Natural-language object grounding data:
──────────

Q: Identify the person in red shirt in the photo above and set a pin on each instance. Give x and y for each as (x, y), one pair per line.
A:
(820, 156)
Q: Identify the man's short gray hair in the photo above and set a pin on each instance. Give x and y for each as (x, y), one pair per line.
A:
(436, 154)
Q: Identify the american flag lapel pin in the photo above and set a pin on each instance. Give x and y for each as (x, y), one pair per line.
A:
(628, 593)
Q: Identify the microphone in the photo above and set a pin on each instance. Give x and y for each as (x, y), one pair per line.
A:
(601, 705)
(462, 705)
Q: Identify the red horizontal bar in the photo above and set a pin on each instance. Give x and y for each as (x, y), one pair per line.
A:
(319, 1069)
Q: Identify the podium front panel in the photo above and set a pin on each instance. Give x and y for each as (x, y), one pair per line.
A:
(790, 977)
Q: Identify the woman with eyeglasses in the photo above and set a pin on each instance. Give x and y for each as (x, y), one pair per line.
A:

──────────

Copy every line of the records word for word.

◆ Solution:
Q: Identify the person in red shirt in the photo above and set a pin on each instance. Give x and y for each as (x, y), one pair per line.
A:
(820, 156)
Q: Identify the man's short gray hair in the photo above and set a pin on each instance. Give x and y for each as (x, y), one pair per line.
A:
(436, 154)
Q: Identify the american flag lapel pin in the photo above and set a pin on each instance. Give x and y for each as (x, y), one pair per line.
A:
(628, 593)
Q: Identify the microphone in the photo above and set a pin on each instance. Give x and y for each as (x, y), one pair per line.
A:
(601, 705)
(462, 705)
Q: Identify the red horizontal bar in the photo above and set a pin on each instance. Give x and y for each as (x, y), one pair per line.
A:
(319, 1069)
Q: Identify the podium front panel in the photo above and set a pin on each instance. Give x and y for each as (x, y), one pair per line.
A:
(790, 977)
Q: Identify the woman with eyeglasses in the photo above and set a pin on each instance. Give x and y for each as (x, y), one pair per line.
A:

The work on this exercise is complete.